I found your blog and it seems that you're really an expert in embedded audio. Could you perhaps give me some guidance in the following problem?

I want to write a full-duplex implementation of audio for Android, to be used in VoIP (yes, I know, latency...).

Now I have a two-threaded model, one thread for uplink, the other for downlink.

On many devices, including the relatively powerful HTC One X, the code behaves strangely...

1) Recording is A-ok, especially with larger buffers (say, 140 ms).

2) Playing is A-ok even with smaller buffers.

but at the moment when I try to run them simultaneously, even with a simple PCM loopback (which does not process the data heavily), both of them go south.

Callbacks from recorder stop occuring regularly (every 140 ms), but instead pop fairly irregularly, on average every 440 ms. Same with the player.

What has possibly gone wrong inside?

Rebuilding the code for ARM7 did not alleviate the situation.

Unknown said...

BTW My name is Marian Kechlibar and I am from Prague. I do not know why it displays Unknown on my previous comment.

Pete Cole said...

Hi,

You don't mention which API you are using, but you should look to use OpenAL, with a dedicated audio thread, as otherwise audio break-up is pretty inevitable.

Try dumping-out the received audio (as you are passed it) to a plain file, and open-up as a raw audio file with an audio tool; make sure there aren't any discontinuities in the audio. If there are, then you're probably pushing your device too hard - drop the sample rate.

I would suggest dropping the audio I/O sample rates right down, as low as your device will go, and see if the problem still exists.

Make sure your UI isn't doing any heavy processing, that might be stealing cycles from the audio threads.

Operate a ring buffer, with built-in latency, to hold-on to sufficient input audio data, and read-out from this with a delay; to compensate for not enough time being allocated to your audio threads.

Best wishes,

Pete

Unknown said...

Hi Pete,

Ive been trying to create an app which produces a specific frequency depending upon the touch coordinates on the screen.

Required work:
[A] In the Android audio discussion, why does Pete recommend a ring buffer with built-in latency that is read with a delay?
[B] Extend the Android audio discussion past its final sentence.
The entries have nothing to do with this work.

Listed entries:
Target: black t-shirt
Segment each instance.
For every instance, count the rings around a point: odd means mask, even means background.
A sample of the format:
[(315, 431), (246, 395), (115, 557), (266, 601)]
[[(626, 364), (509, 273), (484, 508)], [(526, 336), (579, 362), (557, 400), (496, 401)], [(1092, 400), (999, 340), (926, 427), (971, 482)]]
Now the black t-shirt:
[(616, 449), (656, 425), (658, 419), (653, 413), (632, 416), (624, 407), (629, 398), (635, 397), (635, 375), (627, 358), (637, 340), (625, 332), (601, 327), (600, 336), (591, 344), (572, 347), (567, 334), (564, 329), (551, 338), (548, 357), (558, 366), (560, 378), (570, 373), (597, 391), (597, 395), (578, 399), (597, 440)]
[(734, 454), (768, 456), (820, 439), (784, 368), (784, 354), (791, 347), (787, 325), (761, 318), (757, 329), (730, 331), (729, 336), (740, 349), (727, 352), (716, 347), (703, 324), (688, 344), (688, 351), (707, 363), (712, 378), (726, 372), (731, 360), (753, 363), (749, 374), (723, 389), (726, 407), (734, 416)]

Task answers:
[A] The delayed ring buffer holds enough input audio to make up for the audio threads not being given enough time.

[B]
When i hold it steady the sound generated is fine. But when i slide to change the frequency I start hearing "pop/Crack/noise" along with the change in freuqency.

I do know that

the pop sound is caused when the waveform suddenly moves from Zero to high value and vice versa.

Or

When the Audio Playback finishes and the next set of buffer to play is not ready (in streaming mode).

I checked the following things

The PCM data generation is faster than the Playback rate. So there should not be any case of playback finishing and the Buffer not being ready.

The only thing i feel is happening is that Playback is getting blocked when the touch happens and the values are being updated.

Given below are the details of the app.

I am using OpenSL ES for PCm data generation and playback

Using a GlsurfaceView to send (x,y) coords which is being sent to C++ side.


Please advise.

Pete Cole said...

I would suggest that you first treble-check that your synthesis algorithm is correct.

Write your generated audio data to a file as raw 16-bit PCM, and open-up the file with an appropriate audio editor (as raw 16-bit PCM data, make sure you specify a the correct bit rate and channel count), and verify that the generated audio is entirely smooth/continuous.

Only when you're 100% sure that your generated audio is correct, should you start looking at the audio interface code.

Pete

Unknown said...

Hi Pete:

Great post, help me a lot. Thanks.

armeabi-v7a, what a great hint! :)